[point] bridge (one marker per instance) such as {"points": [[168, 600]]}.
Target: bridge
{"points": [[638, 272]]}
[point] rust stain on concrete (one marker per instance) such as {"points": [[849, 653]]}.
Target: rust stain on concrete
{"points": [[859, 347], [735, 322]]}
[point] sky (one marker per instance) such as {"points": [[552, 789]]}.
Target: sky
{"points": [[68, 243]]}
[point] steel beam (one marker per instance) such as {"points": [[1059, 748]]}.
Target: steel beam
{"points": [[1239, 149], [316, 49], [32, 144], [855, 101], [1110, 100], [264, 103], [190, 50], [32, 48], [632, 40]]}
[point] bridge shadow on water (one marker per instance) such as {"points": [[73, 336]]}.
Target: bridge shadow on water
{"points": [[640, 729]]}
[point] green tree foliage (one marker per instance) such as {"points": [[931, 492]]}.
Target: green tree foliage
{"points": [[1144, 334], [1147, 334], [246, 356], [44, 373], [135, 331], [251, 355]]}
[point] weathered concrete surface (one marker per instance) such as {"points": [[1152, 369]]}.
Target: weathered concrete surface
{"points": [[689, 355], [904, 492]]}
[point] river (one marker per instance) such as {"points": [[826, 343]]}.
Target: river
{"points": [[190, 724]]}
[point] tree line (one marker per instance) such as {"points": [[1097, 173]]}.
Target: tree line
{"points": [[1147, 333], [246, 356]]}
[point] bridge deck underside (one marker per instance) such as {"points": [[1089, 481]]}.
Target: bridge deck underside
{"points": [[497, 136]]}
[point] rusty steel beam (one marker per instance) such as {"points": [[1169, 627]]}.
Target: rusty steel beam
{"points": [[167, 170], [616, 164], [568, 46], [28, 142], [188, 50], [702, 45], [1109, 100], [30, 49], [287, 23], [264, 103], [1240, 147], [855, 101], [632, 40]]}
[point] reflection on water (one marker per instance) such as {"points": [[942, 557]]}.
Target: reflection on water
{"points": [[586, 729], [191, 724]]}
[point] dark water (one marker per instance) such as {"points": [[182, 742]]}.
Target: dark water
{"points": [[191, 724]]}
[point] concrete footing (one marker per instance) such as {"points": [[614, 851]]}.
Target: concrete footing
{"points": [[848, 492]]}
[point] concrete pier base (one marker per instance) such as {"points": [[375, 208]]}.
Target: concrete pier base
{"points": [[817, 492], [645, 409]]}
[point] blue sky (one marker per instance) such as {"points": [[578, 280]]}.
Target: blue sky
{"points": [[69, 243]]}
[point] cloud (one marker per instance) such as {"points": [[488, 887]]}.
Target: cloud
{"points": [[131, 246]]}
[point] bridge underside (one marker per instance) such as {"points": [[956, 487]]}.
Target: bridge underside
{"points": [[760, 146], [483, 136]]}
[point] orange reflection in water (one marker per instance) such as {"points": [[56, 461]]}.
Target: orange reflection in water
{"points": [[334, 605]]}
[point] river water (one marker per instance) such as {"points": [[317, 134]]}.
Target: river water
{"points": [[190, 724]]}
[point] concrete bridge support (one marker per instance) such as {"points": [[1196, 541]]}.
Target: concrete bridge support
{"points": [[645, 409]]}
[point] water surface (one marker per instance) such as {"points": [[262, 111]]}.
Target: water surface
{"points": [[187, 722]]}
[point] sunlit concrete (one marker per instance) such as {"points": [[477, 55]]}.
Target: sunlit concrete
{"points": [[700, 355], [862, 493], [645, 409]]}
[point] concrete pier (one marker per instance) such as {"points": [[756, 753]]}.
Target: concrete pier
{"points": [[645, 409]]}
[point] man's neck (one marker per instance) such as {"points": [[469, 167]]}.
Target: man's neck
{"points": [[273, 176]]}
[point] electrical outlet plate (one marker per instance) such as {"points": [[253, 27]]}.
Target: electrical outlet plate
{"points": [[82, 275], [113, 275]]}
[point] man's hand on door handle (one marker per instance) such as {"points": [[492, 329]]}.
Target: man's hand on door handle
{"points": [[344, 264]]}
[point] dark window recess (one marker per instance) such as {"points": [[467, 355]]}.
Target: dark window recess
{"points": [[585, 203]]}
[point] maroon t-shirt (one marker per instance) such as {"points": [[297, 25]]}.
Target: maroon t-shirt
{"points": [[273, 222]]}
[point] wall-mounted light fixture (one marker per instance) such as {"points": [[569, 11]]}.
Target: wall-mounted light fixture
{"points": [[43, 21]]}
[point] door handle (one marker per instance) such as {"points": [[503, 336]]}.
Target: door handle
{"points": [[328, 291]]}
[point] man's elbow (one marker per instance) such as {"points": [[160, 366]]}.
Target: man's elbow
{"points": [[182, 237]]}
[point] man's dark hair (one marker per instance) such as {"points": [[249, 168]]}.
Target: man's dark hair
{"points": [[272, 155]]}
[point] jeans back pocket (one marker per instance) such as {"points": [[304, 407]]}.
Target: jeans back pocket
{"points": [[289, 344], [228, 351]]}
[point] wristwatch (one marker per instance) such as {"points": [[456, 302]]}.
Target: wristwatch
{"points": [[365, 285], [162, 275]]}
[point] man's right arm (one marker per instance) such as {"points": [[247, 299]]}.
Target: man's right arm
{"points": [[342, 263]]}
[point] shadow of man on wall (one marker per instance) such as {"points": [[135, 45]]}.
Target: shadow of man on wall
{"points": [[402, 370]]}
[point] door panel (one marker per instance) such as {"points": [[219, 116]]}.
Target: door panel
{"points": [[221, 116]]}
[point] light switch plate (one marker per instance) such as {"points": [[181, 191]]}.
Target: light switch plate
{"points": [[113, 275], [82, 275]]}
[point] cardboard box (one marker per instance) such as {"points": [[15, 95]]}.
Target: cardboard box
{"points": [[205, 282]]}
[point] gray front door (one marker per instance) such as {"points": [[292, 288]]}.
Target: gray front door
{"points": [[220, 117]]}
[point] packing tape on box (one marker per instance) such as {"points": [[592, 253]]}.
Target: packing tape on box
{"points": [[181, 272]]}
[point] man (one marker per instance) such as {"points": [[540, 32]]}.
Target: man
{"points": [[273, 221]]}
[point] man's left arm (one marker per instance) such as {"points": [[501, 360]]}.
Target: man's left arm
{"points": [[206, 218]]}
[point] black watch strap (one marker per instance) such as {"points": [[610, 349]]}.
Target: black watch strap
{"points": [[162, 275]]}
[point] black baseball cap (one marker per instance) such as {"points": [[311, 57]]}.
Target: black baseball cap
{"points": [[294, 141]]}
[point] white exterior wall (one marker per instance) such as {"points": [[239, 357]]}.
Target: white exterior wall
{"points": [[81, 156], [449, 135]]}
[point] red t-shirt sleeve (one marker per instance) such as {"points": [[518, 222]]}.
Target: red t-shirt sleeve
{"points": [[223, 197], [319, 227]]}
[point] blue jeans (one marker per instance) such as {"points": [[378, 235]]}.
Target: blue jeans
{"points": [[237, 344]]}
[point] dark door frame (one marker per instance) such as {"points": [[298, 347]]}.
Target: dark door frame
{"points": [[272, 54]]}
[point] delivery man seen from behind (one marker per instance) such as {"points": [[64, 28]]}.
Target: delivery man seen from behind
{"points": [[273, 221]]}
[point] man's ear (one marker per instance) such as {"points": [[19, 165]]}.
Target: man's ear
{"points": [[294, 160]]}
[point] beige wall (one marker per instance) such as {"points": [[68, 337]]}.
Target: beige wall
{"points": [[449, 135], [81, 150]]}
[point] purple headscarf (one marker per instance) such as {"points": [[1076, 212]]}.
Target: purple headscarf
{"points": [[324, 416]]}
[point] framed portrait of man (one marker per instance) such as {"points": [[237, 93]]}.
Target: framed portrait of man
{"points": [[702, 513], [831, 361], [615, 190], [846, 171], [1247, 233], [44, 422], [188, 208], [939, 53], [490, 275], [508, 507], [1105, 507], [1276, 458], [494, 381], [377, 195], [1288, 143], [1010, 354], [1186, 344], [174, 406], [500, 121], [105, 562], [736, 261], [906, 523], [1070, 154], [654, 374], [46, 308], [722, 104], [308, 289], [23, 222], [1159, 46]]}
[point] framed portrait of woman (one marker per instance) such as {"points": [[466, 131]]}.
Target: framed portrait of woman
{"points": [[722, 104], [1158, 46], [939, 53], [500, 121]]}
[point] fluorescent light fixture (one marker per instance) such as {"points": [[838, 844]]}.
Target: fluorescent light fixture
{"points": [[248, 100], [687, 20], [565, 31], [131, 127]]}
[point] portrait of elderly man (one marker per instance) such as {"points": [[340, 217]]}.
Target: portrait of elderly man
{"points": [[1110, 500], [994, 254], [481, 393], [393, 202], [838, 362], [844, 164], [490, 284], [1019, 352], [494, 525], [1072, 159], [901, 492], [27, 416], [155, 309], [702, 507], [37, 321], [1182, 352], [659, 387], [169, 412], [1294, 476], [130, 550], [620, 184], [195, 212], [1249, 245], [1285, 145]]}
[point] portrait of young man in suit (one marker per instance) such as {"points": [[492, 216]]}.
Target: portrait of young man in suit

Task description:
Reproduce word for word the lines of the material above, starting at the line containing "[point] framed portrait of man" and ending at the line containing "Target: framed portrait of man".

Worked answer:
[point] framed portrait of man (one marker per instance) such as {"points": [[237, 93]]}.
Target: framed portrait of man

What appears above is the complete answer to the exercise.